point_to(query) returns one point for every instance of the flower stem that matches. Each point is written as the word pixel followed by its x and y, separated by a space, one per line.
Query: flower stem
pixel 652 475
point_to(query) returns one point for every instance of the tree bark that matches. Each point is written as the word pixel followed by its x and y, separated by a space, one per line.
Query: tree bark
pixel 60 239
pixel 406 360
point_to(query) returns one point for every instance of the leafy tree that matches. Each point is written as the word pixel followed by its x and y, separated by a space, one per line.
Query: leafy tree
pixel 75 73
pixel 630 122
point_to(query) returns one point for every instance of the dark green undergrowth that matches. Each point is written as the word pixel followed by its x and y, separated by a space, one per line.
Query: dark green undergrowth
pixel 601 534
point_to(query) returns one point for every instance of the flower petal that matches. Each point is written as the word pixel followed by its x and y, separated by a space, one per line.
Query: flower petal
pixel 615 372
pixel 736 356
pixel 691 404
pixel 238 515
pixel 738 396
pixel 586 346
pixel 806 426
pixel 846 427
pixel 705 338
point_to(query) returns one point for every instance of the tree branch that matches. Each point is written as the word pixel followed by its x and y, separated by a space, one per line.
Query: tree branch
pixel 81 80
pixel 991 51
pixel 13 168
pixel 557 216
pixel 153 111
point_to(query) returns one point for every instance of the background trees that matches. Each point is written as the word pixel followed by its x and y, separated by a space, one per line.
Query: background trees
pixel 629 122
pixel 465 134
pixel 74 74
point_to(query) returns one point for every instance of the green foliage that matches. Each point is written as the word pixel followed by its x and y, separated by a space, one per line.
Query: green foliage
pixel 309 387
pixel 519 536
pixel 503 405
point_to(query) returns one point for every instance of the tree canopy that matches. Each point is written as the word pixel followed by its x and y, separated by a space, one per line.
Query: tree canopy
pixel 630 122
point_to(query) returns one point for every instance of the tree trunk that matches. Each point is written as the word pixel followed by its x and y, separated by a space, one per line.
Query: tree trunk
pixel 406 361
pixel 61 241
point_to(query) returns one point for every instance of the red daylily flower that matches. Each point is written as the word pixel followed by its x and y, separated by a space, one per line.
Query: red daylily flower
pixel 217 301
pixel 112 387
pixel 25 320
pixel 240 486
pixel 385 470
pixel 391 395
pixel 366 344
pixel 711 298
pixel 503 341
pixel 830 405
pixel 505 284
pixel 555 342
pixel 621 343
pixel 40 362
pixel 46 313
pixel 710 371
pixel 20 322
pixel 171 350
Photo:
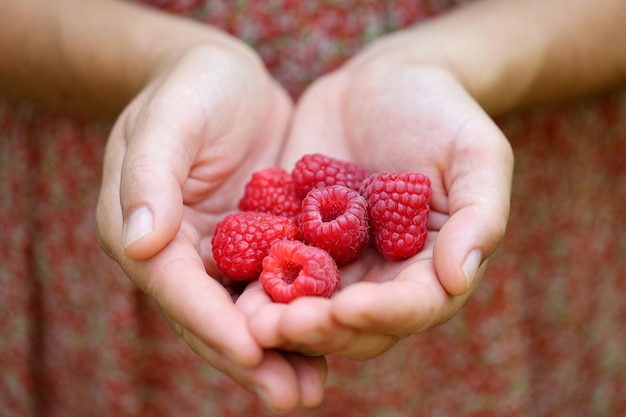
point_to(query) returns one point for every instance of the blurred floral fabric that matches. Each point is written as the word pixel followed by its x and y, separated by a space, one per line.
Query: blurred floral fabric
pixel 544 335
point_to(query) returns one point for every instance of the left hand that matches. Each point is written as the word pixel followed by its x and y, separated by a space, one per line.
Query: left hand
pixel 393 115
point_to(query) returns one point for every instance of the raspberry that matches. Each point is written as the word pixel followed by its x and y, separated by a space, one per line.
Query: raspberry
pixel 271 191
pixel 292 269
pixel 398 204
pixel 242 239
pixel 335 219
pixel 316 170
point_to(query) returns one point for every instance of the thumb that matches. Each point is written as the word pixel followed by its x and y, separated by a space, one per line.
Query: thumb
pixel 156 164
pixel 479 201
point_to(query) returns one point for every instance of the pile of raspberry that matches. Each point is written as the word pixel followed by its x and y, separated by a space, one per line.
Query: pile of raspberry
pixel 293 229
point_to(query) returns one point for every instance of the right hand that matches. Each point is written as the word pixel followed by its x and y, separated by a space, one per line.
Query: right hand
pixel 176 162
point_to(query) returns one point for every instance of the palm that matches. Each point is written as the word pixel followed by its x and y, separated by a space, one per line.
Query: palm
pixel 394 119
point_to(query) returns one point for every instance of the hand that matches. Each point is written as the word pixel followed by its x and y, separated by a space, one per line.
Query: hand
pixel 390 114
pixel 176 162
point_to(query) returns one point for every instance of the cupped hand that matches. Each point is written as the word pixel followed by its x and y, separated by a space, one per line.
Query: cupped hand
pixel 395 115
pixel 176 162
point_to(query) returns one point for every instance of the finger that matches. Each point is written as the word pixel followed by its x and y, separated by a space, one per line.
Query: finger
pixel 411 303
pixel 479 187
pixel 199 305
pixel 158 154
pixel 307 327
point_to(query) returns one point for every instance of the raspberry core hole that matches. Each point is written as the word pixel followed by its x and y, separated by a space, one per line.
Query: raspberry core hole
pixel 291 270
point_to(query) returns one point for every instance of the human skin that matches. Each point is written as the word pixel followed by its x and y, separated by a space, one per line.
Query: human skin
pixel 422 100
pixel 186 139
pixel 175 169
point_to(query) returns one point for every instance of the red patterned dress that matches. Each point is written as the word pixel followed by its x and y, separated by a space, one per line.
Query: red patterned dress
pixel 544 336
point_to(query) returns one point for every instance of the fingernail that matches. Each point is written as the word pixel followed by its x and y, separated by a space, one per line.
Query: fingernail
pixel 471 265
pixel 139 224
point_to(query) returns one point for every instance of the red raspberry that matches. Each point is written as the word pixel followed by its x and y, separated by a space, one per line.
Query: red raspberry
pixel 335 219
pixel 271 191
pixel 242 239
pixel 316 170
pixel 398 204
pixel 292 269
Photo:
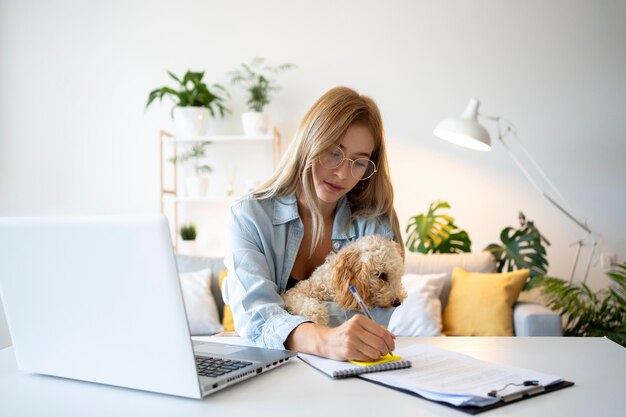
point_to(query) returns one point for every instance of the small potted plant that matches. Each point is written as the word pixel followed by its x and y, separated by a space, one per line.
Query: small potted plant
pixel 257 79
pixel 188 235
pixel 198 184
pixel 194 102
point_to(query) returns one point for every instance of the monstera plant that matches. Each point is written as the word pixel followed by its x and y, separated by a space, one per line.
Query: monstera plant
pixel 435 232
pixel 521 248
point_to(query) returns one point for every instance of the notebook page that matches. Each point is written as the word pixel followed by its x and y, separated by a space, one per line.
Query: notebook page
pixel 459 379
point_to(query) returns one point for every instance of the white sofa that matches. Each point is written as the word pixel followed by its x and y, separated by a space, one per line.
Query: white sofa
pixel 529 319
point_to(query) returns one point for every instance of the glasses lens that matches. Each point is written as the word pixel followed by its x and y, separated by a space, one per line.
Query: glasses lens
pixel 362 169
pixel 332 159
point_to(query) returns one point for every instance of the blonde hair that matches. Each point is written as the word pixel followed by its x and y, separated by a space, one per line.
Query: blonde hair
pixel 322 128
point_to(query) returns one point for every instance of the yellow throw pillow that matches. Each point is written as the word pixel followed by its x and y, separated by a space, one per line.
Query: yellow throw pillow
pixel 227 318
pixel 482 304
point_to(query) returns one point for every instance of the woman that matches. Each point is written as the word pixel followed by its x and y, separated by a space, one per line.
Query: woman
pixel 331 187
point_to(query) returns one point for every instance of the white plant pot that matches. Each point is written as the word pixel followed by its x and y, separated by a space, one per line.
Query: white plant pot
pixel 188 247
pixel 255 123
pixel 197 186
pixel 191 121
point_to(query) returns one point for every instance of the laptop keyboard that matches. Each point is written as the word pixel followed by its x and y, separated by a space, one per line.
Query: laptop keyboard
pixel 214 367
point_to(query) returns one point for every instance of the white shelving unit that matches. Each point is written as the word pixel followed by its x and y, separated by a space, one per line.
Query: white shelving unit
pixel 262 153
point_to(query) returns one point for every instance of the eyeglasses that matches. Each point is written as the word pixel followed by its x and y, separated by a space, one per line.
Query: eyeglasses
pixel 361 169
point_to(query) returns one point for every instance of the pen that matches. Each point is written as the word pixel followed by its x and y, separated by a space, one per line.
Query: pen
pixel 361 304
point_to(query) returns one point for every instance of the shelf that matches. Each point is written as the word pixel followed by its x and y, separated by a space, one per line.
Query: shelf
pixel 224 200
pixel 209 213
pixel 219 138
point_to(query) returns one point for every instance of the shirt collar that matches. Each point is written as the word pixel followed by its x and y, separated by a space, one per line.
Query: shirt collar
pixel 286 210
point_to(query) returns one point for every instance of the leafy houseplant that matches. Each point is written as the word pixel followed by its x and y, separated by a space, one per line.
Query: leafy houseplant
pixel 194 102
pixel 188 244
pixel 258 80
pixel 521 248
pixel 589 313
pixel 195 154
pixel 188 231
pixel 198 185
pixel 434 232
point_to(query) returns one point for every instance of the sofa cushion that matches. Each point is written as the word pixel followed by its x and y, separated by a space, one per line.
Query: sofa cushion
pixel 482 304
pixel 202 314
pixel 227 318
pixel 420 313
pixel 417 263
pixel 187 263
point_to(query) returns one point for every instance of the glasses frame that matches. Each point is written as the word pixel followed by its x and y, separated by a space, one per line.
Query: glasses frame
pixel 352 162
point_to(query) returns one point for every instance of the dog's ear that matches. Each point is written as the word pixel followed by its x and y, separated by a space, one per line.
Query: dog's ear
pixel 349 270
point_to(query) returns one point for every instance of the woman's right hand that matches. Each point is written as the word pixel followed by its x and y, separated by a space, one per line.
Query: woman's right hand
pixel 359 338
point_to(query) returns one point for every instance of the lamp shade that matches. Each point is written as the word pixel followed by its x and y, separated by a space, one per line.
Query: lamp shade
pixel 465 130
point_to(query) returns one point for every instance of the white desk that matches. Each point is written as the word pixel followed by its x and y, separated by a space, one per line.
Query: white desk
pixel 596 365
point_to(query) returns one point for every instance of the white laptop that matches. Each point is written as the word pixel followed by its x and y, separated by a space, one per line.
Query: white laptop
pixel 98 299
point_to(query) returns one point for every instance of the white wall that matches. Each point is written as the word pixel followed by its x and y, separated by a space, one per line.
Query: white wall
pixel 74 77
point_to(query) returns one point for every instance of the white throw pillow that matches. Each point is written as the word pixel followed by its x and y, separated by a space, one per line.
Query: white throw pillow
pixel 420 313
pixel 200 305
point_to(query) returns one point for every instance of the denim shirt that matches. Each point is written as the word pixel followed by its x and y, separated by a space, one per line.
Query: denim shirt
pixel 265 235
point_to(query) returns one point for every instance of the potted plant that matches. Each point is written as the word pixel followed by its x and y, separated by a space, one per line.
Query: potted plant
pixel 257 79
pixel 188 235
pixel 194 102
pixel 589 313
pixel 198 184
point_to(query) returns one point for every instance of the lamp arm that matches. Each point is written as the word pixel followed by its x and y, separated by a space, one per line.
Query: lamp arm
pixel 510 128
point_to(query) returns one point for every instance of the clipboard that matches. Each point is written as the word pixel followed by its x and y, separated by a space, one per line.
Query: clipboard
pixel 506 400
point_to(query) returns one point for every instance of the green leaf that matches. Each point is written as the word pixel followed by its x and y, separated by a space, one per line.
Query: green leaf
pixel 192 91
pixel 588 312
pixel 436 232
pixel 521 248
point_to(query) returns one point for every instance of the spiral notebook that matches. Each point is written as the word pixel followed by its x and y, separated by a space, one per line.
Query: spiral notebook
pixel 338 369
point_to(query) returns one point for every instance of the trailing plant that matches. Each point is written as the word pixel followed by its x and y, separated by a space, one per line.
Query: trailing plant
pixel 435 232
pixel 521 248
pixel 257 79
pixel 589 313
pixel 188 231
pixel 196 153
pixel 192 92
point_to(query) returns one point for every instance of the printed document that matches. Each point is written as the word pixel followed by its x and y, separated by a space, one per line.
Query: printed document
pixel 458 379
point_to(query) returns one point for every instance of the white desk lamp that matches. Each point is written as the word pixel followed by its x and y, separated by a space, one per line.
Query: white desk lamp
pixel 467 132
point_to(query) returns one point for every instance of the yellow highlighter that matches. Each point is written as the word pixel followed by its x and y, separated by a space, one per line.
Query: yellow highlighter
pixel 386 358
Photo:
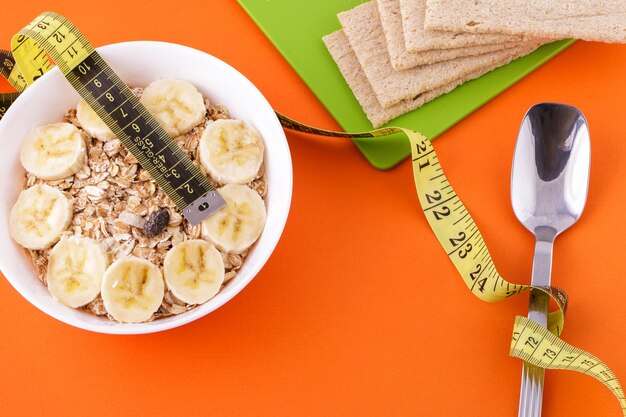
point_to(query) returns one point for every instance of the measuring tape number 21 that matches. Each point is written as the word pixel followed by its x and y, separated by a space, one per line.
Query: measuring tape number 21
pixel 450 221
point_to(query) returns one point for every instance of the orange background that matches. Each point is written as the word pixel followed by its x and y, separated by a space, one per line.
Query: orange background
pixel 358 312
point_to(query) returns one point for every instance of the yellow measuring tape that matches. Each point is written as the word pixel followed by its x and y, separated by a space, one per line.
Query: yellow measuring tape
pixel 52 36
pixel 460 238
pixel 449 219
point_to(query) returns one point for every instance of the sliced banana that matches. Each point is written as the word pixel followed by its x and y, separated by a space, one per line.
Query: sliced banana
pixel 132 289
pixel 176 104
pixel 39 216
pixel 52 152
pixel 240 223
pixel 231 151
pixel 194 271
pixel 75 269
pixel 92 123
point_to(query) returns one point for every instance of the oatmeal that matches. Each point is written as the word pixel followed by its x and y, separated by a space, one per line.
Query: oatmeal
pixel 108 201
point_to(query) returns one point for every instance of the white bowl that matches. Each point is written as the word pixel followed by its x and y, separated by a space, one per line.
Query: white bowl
pixel 139 63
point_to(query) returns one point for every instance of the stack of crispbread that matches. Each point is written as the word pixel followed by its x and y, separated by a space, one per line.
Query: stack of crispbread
pixel 397 55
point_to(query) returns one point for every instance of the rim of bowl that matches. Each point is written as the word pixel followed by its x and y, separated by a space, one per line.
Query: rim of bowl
pixel 208 307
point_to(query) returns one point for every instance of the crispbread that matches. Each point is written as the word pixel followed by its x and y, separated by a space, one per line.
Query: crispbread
pixel 417 39
pixel 339 47
pixel 402 59
pixel 594 20
pixel 364 32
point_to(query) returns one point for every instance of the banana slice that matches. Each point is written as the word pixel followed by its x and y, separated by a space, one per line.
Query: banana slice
pixel 92 123
pixel 75 269
pixel 194 271
pixel 240 223
pixel 132 289
pixel 52 152
pixel 177 105
pixel 39 216
pixel 231 151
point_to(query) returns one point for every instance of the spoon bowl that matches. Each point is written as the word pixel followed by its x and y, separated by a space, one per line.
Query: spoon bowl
pixel 549 182
pixel 551 167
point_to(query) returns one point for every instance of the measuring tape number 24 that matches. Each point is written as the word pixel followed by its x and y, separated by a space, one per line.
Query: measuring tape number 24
pixel 53 35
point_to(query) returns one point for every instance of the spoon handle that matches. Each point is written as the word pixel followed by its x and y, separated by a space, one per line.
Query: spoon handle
pixel 531 393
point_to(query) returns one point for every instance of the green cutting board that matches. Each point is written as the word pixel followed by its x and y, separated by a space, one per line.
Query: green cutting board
pixel 296 28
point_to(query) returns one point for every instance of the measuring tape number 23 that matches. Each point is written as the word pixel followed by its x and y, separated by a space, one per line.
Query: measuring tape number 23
pixel 51 34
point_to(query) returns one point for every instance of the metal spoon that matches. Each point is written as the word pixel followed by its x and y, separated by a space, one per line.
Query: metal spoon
pixel 549 184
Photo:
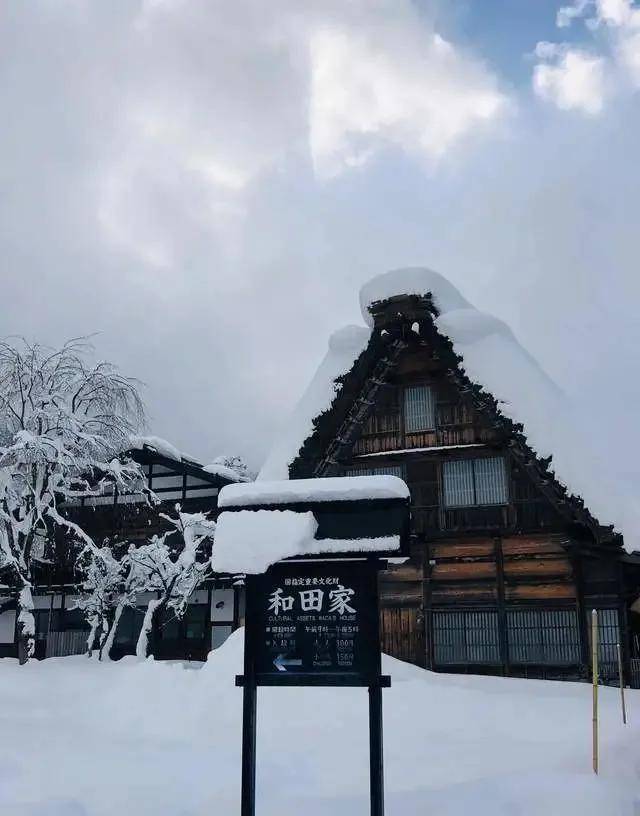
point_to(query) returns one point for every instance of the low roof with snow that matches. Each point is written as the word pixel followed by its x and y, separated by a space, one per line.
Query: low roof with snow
pixel 156 446
pixel 490 358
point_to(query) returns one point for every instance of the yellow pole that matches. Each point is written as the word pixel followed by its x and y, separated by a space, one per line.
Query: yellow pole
pixel 621 678
pixel 594 674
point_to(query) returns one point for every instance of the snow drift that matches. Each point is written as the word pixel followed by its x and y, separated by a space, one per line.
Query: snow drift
pixel 81 738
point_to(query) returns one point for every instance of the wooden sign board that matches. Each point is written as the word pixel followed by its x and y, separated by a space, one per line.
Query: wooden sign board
pixel 314 624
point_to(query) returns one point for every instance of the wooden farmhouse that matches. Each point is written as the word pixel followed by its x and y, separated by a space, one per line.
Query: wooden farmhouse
pixel 214 609
pixel 506 563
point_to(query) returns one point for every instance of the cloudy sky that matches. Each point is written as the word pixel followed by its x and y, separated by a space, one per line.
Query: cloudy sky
pixel 207 184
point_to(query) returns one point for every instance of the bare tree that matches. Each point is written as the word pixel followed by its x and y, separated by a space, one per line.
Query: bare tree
pixel 64 424
pixel 172 565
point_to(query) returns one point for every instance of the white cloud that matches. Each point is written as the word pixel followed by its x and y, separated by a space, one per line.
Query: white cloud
pixel 567 14
pixel 375 85
pixel 575 81
pixel 614 12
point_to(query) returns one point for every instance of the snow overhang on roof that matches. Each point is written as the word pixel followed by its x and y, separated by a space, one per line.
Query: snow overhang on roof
pixel 266 522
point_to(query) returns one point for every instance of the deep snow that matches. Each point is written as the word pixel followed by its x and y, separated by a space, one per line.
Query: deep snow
pixel 136 739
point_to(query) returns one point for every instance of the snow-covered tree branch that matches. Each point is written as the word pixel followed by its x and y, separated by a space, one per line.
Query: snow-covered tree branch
pixel 172 565
pixel 63 426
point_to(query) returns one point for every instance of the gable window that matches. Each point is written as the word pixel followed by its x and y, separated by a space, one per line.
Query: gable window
pixel 419 409
pixel 381 470
pixel 469 482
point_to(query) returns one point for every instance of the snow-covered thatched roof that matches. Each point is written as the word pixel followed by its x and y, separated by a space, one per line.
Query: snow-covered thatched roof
pixel 493 359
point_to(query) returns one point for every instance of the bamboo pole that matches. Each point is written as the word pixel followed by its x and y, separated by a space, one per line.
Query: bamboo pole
pixel 621 678
pixel 594 674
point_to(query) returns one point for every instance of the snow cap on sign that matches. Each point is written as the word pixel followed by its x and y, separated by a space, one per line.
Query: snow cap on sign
pixel 295 491
pixel 250 541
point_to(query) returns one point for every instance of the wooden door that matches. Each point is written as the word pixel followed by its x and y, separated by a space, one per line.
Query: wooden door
pixel 402 633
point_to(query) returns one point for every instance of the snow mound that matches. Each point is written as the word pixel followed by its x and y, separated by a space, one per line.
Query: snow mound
pixel 345 346
pixel 292 491
pixel 82 738
pixel 413 280
pixel 160 445
pixel 225 472
pixel 251 540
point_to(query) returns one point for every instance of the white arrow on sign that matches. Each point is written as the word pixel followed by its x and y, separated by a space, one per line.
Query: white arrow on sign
pixel 281 663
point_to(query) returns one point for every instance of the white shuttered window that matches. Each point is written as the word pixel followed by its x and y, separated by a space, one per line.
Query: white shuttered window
pixel 419 408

- - - - - - -

**Task requirements**
Beginning with the line above that has "number 23 that" and going on through the line that has "point_to(query) returns one point for every instance of the low", retype every line exactly and add nothing else; drop the pictures.

**Response box**
point_to(query) returns one point for every instance of the measuring tape number 23 that matches. Each point is written as the word pixel followed by its x and y, separated by a space, one per line.
Query: measuring tape number 23
pixel 51 34
point_to(query) returns one point for every instance of the metal spoon that matches. Each point is written as the word pixel followed by its x and y, separated by a space, one per line.
Query: metal spoon
pixel 549 184
Photo:
point_to(query) returns one point for every instance of the low roof with snow that matches. Each point is written as the word pixel followed by its x and y, separated by a space, one per line.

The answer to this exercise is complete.